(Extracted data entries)
[Start of Attachment]

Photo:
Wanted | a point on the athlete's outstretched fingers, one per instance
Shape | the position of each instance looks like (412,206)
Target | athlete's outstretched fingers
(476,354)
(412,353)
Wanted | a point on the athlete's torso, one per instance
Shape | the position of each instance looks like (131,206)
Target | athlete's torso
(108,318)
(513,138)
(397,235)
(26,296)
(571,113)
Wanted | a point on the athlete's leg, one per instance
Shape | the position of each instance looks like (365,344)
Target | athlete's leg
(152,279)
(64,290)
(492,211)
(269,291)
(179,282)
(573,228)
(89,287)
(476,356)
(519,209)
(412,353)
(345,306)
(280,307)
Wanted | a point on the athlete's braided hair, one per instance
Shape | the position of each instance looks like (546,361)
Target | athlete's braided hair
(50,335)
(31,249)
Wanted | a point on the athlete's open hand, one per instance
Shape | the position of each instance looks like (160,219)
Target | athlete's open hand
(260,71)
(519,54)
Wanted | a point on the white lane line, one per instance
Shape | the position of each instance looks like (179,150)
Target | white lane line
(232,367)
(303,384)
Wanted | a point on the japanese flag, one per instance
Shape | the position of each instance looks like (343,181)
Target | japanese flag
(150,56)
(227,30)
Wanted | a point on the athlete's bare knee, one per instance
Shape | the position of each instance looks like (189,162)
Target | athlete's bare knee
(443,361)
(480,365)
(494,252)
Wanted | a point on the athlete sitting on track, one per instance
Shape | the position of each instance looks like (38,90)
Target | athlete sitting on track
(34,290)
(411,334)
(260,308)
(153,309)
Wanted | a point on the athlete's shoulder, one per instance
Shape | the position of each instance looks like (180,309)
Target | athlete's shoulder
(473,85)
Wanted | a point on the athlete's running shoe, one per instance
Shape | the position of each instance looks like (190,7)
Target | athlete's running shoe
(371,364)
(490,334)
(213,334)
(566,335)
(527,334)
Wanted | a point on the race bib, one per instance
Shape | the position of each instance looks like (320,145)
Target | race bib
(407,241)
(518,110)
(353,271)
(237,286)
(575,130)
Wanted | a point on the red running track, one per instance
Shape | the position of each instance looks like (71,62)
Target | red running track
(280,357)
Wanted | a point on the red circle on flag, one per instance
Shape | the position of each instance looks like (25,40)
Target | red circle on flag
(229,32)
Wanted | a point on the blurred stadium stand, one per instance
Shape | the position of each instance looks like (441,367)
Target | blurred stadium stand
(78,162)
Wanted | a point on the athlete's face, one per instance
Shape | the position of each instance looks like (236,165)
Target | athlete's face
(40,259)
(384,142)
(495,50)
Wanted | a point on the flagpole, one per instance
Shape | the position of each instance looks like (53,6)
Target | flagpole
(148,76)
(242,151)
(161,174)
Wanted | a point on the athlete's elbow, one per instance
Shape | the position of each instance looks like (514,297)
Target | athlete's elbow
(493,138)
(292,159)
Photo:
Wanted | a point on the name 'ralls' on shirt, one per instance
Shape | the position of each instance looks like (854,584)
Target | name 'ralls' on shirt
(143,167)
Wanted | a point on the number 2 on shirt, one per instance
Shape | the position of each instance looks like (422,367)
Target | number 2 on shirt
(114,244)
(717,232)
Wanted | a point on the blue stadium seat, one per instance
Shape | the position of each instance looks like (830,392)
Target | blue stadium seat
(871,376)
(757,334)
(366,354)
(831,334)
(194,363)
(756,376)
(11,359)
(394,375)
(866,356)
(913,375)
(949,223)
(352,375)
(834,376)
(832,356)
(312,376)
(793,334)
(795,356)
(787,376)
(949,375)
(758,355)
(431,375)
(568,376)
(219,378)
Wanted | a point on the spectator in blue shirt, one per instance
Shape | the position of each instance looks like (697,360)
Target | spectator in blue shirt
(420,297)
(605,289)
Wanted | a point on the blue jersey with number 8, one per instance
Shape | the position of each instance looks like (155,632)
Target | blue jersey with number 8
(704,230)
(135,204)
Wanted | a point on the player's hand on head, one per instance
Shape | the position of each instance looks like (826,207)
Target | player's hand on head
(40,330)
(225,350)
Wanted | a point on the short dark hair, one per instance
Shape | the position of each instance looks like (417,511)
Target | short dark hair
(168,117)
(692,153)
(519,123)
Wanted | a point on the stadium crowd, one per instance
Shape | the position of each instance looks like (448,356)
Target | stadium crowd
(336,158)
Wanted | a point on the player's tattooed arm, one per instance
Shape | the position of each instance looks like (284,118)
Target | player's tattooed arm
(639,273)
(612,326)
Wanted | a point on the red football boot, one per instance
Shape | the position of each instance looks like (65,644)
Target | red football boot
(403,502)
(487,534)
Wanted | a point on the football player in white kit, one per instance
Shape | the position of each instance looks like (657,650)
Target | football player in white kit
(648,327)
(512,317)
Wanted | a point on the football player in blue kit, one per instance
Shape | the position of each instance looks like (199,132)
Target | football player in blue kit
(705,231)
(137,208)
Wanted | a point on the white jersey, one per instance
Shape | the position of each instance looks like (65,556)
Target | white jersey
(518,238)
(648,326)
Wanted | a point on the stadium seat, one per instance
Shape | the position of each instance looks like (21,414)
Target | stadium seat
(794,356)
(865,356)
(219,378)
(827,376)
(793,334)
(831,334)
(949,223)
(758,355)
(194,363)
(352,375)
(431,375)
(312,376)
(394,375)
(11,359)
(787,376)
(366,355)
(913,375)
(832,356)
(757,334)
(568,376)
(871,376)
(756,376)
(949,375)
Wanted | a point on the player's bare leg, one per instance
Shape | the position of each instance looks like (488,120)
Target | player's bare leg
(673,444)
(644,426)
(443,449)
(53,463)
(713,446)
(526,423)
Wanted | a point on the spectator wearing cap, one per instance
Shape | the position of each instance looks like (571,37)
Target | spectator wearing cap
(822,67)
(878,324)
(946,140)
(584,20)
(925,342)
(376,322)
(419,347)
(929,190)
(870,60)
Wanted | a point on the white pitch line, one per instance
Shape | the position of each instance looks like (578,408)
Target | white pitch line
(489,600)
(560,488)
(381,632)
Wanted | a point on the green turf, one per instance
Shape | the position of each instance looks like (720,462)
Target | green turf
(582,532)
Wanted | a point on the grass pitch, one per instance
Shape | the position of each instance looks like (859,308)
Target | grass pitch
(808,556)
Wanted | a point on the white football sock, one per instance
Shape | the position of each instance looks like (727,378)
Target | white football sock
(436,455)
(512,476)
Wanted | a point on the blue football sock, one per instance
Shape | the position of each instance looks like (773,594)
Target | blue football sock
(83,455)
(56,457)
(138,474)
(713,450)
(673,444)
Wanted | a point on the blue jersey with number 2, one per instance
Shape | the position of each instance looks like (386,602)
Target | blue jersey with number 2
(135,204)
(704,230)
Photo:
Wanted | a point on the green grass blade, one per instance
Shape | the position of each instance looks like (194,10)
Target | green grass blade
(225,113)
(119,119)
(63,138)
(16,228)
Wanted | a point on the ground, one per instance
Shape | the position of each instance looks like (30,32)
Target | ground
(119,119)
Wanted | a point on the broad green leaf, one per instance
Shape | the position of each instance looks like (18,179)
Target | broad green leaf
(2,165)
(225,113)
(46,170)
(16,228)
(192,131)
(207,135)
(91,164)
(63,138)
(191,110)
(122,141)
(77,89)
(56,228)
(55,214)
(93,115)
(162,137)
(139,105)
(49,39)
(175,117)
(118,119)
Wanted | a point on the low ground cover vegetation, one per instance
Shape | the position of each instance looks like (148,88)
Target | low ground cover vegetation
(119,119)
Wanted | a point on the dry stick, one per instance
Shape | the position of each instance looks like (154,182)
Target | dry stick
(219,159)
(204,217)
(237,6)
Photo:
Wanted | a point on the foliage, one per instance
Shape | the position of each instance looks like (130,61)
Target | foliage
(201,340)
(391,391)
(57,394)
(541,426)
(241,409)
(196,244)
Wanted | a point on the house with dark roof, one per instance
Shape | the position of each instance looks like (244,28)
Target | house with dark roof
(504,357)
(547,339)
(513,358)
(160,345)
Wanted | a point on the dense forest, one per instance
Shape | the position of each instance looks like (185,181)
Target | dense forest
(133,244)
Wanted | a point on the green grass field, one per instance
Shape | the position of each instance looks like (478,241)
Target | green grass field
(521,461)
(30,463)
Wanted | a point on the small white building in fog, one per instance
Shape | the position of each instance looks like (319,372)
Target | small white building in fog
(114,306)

[End of Attachment]

## TASK GOAL
The output should be exactly the lines above from the line containing "Wanted | a point on the red circle" to the line containing "Wanted | a point on the blurred", inclusive, with no other lines.

## WORKED SOLUTION
Wanted | a point on the red circle on flag, one per instance
Shape | the position of each instance looks like (25,40)
Target | red circle on flag
(229,32)
Wanted | a point on the blurred stadium stand, one per instance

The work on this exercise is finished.